What needs to be done:
Answer these from the relay loadability comment below:
1. What do many microprocessor based generator protection relays let you select for the 21 function?
2. When a generator breaker is provided, where is it located in most applications?
3. For options 1, 2, 7 & 8, what is the key difference in deciding which option to use?

Supplied passage:
= = = =

The "Application" column for options 7, 8 & 9 describe "Relays installed on the generator side of the Generator step-up transformer..." Figure 5 shows that the current transformers for the load dependent relays to which options 7-9 are applicable are actually applied on the generator or the generator breaker and not specifically on the low side of the GSU.  Note that many microprocessor based generator protection relays allow you to select the signal source for the current input to the 21 function such that either neutral or line side current transformers may be used for the current signal input to the 21 device associated with the generator.  In other words, not all generator load dependent relays are fed neutral side current transformers.  From this perspective, it would be unclear whether the entity should be using option 1a-1c or option 7a-7c for evaluating the loadability of the 21 function or options 2a-2c or option 8z-8c for the 50/51 functions.

Note that on Figure 5, the location of the generator breaker relative to the generator bus tap to the UAT is incorrect for most typical applicactions.  In most applications when a generator breaker is provided, it will be on the generator bus between the generator and the bus tap to the UAT so that the UAT remains in service from the GSU when the generator breaker is open and the generator is offline.  There would be operational value in a generator breaker between the UAT tap and GSU LV winding as shown in Figure 5.  By moving the location of the generator breaker to the correct location between the generator and UAT bus tap on Figure 5, all inconsistency would be elimated and would greatly improve the clarity of the differences between options 1 vs. 7 and 2 vs. 8.  See attached file for markup of Figure 5.

Based on the criteria included in the "settings criteria" colum for options 1, 2, 7 & 8, the key difference to use when determining which option to use is dependent on if the current transformer feeding the load dependent relay includes measurement of current flowing to the UAT in addition to that flowing to the LV winding of the GSU from the generator.

= = = =

Supplied information:
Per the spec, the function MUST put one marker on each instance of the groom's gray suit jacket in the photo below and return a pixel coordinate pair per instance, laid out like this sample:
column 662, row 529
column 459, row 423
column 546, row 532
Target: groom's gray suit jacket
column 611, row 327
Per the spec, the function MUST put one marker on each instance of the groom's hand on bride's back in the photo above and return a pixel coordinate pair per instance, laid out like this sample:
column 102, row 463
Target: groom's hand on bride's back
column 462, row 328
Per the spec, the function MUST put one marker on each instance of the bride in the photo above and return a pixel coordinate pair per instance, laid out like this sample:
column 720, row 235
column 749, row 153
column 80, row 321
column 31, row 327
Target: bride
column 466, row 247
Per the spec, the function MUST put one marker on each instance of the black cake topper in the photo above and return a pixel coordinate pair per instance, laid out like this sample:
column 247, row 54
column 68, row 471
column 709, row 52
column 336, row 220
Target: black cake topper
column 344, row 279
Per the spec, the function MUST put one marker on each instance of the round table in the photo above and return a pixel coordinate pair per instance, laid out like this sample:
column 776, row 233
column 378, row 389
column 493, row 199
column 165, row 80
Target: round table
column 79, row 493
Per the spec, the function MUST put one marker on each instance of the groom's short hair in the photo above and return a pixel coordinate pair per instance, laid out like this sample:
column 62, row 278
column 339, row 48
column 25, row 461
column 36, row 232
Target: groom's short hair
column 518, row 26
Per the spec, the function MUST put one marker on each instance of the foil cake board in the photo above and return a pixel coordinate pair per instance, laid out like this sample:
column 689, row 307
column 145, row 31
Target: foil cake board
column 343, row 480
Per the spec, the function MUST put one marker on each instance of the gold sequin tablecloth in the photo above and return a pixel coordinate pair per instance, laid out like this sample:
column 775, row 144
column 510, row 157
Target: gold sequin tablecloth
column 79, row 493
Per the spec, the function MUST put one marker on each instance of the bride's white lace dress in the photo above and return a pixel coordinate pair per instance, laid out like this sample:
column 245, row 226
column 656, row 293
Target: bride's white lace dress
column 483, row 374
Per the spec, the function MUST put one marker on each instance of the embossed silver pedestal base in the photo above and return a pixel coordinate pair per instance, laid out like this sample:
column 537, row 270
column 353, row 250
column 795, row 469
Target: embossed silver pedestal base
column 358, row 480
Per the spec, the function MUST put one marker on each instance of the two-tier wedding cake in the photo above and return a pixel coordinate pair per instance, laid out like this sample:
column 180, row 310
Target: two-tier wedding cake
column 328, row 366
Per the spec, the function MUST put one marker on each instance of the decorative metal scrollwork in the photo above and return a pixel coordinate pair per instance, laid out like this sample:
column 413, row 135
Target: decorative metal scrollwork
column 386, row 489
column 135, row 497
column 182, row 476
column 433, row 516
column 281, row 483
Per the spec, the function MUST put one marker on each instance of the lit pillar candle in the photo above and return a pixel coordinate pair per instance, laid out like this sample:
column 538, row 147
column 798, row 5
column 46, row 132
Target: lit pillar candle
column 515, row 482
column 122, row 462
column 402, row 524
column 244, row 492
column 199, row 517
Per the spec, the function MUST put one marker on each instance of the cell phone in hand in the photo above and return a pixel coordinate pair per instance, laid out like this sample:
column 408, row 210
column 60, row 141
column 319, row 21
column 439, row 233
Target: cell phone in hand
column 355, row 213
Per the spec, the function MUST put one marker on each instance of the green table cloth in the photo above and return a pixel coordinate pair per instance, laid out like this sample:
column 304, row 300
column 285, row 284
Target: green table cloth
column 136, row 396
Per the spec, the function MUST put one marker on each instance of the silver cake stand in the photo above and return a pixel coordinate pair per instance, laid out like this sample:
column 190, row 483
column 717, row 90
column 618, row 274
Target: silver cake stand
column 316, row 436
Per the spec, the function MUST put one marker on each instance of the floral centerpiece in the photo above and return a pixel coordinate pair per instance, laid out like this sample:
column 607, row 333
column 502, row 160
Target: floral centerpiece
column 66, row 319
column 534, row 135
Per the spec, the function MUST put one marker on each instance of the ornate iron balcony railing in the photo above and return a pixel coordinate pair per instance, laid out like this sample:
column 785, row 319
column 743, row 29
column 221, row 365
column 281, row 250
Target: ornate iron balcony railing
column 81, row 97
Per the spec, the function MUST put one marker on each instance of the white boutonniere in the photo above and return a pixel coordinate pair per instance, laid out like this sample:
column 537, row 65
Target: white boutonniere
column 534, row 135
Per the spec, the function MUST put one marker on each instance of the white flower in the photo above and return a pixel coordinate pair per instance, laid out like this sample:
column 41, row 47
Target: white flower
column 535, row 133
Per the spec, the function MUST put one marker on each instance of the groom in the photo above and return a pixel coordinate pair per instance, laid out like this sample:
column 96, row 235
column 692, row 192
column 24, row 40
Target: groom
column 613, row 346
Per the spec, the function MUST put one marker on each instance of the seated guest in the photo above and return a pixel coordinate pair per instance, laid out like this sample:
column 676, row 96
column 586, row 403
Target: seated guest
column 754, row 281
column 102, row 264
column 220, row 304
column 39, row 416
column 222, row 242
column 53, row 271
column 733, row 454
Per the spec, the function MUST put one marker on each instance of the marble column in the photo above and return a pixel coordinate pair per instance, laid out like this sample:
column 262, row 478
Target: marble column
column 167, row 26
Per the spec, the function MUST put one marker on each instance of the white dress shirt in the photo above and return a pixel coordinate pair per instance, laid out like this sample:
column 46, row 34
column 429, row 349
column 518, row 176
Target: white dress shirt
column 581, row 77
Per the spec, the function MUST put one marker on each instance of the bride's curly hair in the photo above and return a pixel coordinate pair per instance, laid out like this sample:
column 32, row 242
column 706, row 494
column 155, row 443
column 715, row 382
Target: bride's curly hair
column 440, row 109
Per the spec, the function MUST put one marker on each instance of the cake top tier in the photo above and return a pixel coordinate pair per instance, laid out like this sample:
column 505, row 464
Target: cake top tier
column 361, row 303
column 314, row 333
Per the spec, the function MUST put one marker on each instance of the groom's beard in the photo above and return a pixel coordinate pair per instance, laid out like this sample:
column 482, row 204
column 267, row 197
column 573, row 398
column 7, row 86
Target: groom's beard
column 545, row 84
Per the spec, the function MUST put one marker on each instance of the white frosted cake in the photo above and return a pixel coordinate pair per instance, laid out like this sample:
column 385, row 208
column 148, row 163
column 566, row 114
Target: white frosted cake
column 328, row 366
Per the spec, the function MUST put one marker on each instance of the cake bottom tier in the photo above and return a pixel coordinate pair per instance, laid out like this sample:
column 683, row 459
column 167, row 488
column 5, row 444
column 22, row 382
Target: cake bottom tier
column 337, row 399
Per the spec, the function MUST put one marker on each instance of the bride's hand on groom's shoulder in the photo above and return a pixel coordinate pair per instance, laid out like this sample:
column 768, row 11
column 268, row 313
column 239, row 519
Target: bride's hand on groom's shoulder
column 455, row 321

= = = =

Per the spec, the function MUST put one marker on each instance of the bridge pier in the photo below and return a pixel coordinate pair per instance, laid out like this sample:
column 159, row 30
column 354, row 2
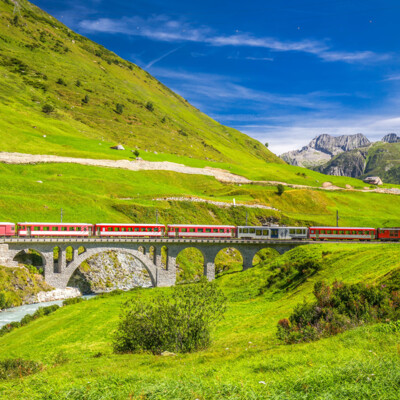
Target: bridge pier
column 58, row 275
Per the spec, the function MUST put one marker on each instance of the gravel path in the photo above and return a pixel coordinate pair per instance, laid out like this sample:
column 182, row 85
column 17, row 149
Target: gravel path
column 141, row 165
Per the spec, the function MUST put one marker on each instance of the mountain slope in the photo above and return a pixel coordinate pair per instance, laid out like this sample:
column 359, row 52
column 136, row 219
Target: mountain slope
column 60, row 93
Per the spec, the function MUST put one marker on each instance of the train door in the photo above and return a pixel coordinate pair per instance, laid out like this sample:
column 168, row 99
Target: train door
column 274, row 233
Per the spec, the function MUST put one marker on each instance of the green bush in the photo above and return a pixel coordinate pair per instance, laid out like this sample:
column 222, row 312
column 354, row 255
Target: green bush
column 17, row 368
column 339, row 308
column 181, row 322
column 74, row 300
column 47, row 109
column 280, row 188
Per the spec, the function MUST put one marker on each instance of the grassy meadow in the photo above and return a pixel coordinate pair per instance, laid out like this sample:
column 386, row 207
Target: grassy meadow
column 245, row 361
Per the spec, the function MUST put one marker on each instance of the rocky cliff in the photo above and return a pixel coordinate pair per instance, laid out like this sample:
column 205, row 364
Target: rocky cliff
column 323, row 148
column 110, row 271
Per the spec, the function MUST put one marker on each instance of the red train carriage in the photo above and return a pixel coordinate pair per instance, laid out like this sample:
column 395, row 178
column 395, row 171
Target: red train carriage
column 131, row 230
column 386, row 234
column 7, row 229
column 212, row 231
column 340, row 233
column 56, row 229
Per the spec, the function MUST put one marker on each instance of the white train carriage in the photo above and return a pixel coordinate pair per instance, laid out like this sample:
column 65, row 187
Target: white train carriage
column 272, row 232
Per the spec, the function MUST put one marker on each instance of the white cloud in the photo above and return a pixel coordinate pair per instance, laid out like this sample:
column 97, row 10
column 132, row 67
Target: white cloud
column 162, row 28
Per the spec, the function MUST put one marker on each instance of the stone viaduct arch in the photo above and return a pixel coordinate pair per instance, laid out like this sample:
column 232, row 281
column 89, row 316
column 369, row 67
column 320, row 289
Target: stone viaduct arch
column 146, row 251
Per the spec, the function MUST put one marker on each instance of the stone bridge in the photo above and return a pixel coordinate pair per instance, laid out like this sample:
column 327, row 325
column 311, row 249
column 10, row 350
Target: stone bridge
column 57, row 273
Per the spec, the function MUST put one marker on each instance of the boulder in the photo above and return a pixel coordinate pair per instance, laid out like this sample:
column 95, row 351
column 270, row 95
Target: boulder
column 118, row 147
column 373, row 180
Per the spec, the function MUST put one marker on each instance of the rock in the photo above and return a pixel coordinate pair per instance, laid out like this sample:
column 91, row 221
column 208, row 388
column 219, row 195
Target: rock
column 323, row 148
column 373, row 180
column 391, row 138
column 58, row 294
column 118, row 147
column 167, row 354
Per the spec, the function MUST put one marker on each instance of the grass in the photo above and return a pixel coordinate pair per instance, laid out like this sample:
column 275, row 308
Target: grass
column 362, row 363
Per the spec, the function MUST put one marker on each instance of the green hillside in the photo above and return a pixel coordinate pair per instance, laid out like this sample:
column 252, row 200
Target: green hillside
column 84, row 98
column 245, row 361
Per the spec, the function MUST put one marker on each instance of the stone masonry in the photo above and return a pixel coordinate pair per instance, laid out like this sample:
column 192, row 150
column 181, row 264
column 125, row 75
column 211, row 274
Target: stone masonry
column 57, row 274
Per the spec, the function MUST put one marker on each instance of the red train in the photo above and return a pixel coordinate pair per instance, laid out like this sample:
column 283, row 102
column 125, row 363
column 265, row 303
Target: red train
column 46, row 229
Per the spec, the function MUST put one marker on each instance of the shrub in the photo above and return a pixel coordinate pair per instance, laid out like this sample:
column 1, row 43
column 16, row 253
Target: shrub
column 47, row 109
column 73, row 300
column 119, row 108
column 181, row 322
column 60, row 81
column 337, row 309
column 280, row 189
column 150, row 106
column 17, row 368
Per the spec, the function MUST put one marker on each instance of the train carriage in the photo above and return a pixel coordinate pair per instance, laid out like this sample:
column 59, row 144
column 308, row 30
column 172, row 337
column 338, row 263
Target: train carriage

= = = =

Full output:
1. The signal source for the current input, so either neutral or line side current transformers can supply the current signal to the 21 device.
2. On the generator bus, between the generator and the bus tap to the UAT.
3. Whether the current transformer feeding the load dependent relay also measures current flowing to the UAT, in addition to current flowing from the generator to the LV winding of the GSU.